Text section
Start of Block
Vodacom is the biggest mobile provider in South Africa and is 50% owned by UK-based Vodafone. It’s the market leader with the most customers, a good coverage at the highest prices.

Vodacom launched Africa’s first standards-based, commercial 5G service in Lesotho in August 2018 using 3.5 GHz spectrum. They have also demonstrated the same network capabilities at an event in South Africa, using a temporary test spectrum license in the 3.5 GHz band. Apparently their network is 5G-ready and it will launch 5G services in South Africa as soon it gains access to the required spectrum.



MTN is the main rival of Vodacom. MTN launched 4G/LTE in 2014 and covers 90% of population in 2018. MTN is the only provider that roams in Swaziland, if you should travel there.

MTN has recently won the Open Signal Video Experience and Download Speed Experience awards  which the operator tied with Vodacom in August 2019  and has now tied Upload Speed Experience and Latency Experience — which MTN was losing to Vodacom six months ago. MTN has also retained the lead in 4G Availability. On the other hand, Vodacom won the two new metrics — Voice App Experience and 4G Coverage Experience.

MTN has also made significant improvements across the board, taking the lead in three of the seven award metrics. Vodacom also showed improvements, but the operator has conceded ground to MTN across all of the metrics that are present in both this report and our previous one, with the distance between the two operators changing in the favor of MTN. Telkom and Cell C are still lagging behind, but showed improvements across all of these metrics, save for Cell C in 4G Availability, which saw the operator’s score decreasing by 1.5 percentage points.


MTN South Africa has also trialled various cases of 5G in cooperation with Ericsson and Huawei, which the company said showed great promise for mobile and fixed solutions. During these trials, MTN demonstrated downlink speeds of up to 1.6 Gbps and uplink speeds of up to 520 Mbps. MTN South Africa has also successfully launched a live 5G indoor solution at Kyalami Grand Prix Circuit and International Convention Centre.The mobile operator has already rolled out 5G sites on existing spectrum where they don’t interfere with other deployed systems.
End of Block
Recorded data
Start of Block
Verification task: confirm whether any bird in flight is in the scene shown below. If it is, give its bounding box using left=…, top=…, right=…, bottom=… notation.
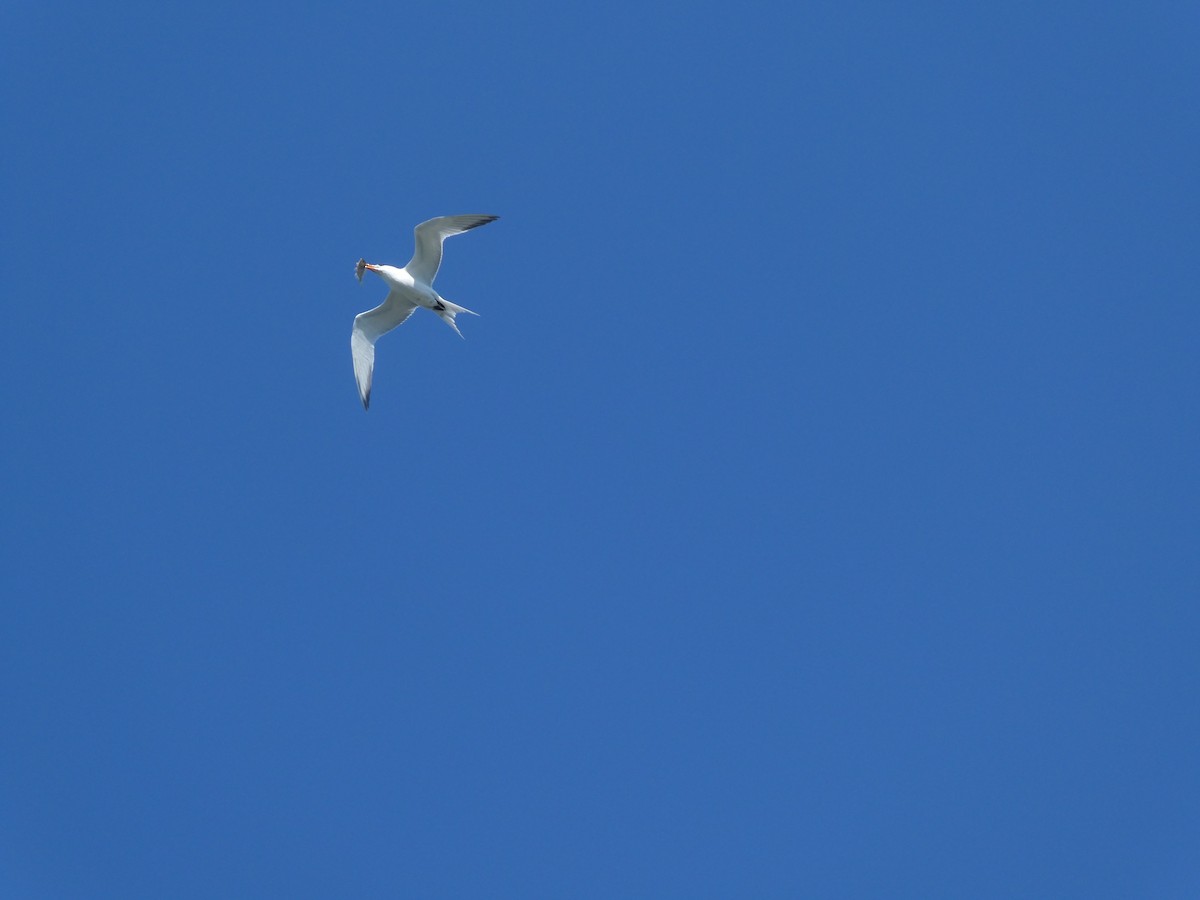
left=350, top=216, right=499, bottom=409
End of Block
Start of Block
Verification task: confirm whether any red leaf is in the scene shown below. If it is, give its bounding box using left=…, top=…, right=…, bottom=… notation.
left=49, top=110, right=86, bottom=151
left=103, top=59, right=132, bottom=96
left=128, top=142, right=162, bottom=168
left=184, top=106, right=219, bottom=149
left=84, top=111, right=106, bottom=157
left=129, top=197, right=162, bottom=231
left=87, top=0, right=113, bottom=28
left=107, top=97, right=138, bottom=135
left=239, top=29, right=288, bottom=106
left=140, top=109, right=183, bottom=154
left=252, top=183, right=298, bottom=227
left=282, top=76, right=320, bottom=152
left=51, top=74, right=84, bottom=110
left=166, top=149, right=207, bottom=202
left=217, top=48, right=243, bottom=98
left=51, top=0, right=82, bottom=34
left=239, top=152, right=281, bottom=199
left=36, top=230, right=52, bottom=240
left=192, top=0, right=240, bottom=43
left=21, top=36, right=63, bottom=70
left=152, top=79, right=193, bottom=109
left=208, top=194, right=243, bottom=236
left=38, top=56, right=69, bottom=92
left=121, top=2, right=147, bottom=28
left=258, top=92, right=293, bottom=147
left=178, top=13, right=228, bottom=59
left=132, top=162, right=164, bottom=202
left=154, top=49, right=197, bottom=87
End of Block
Start of Block
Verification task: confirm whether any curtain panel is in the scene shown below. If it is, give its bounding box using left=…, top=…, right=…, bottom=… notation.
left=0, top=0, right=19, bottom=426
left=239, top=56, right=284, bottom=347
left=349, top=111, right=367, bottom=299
End of Block
Requirement A
Answer these questions from the mobile provider text, one answer per line:
(i) What share of Vodacom does Vodafone own?
(ii) In what year did MTN launch 4G/LTE?
(iii) What maximum downlink speed did MTN demonstrate in its 5G trials?
Requirement B
Retype the part of the mobile provider text starting with "MTN South Africa has also trialled" and going on through "other deployed systems.".
Work only from the mobile provider text and ignore the listing.

Expected answer A
(i) 50%
(ii) 2014
(iii) Up to 1.6 Gbps

Expected answer B
MTN South Africa has also trialled various cases of 5G in cooperation with Ericsson and Huawei, which the company said showed great promise for mobile and fixed solutions. During these trials, MTN demonstrated downlink speeds of up to 1.6 Gbps and uplink speeds of up to 520 Mbps. MTN South Africa has also successfully launched a live 5G indoor solution at Kyalami Grand Prix Circuit and International Convention Centre.The mobile operator has already rolled out 5G sites on existing spectrum where they don’t interfere with other deployed systems.